REQUIREMENTS:
Rewrite only the part that opens with the line containing "of the woman" and closes with the line containing "of the person's", changing "write" to "record" and leaving everything else the same.

= = = =

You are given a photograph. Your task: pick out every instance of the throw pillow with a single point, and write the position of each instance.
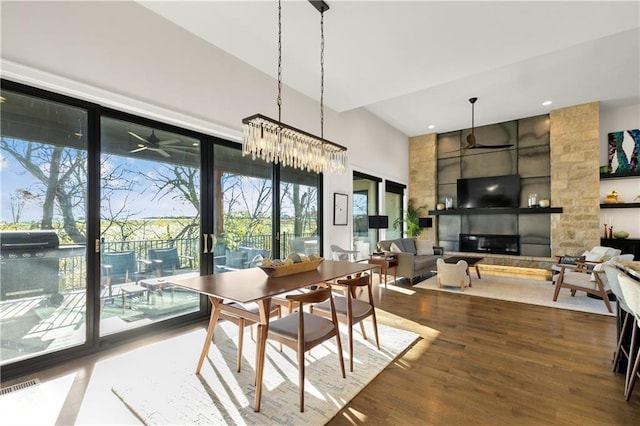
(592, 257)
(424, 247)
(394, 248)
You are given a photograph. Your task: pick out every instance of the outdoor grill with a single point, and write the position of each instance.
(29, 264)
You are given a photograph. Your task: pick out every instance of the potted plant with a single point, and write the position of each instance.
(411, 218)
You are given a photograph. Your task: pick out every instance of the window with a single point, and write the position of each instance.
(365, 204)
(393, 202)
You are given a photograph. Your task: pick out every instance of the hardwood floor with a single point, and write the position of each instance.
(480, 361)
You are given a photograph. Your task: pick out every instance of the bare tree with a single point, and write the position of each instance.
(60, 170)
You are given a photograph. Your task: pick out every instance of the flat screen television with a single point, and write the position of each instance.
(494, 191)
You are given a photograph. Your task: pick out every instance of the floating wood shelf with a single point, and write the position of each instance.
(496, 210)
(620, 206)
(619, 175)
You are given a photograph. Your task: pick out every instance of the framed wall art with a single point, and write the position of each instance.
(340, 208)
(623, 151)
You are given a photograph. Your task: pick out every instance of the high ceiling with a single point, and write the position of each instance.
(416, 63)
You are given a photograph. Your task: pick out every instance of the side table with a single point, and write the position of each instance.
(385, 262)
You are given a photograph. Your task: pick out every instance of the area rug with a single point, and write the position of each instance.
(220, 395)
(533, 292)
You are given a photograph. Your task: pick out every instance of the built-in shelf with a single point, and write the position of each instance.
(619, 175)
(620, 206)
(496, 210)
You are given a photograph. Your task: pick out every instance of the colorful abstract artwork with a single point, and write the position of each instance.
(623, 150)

= = = =

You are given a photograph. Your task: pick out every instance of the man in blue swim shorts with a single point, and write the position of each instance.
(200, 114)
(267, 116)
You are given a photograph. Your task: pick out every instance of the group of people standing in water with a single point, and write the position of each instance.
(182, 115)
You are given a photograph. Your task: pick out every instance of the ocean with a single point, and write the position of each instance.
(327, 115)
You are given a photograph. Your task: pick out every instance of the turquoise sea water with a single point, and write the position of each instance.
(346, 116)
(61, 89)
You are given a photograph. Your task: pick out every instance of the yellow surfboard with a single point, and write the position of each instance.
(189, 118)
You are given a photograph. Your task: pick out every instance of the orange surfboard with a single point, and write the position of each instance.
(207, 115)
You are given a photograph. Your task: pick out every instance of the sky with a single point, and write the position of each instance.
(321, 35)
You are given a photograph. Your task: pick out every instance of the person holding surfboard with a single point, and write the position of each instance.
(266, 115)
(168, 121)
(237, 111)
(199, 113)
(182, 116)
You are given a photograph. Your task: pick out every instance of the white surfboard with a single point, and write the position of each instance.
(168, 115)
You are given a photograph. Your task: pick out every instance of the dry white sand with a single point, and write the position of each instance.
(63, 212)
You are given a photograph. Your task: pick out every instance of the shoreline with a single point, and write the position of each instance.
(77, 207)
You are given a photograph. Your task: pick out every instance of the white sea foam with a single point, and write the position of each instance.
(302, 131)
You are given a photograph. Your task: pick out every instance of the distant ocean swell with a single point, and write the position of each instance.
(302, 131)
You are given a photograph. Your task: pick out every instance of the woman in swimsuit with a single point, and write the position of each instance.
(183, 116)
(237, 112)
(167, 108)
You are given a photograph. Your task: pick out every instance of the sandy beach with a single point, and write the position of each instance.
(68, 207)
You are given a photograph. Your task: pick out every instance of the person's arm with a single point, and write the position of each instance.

= = = =

FINAL ANSWER:
You are given a photograph. Your task: pick out every instance of the woman in swimsuit with a single point, and record the position of each instance.
(183, 116)
(237, 112)
(167, 108)
You are given a photograph. Your task: pick out every instance of the sandy beach with a single point, and record the position of each instance.
(68, 207)
You are given a photograph. Your task: pick out every instance of the person's arm with a single point, and record the position of each instance.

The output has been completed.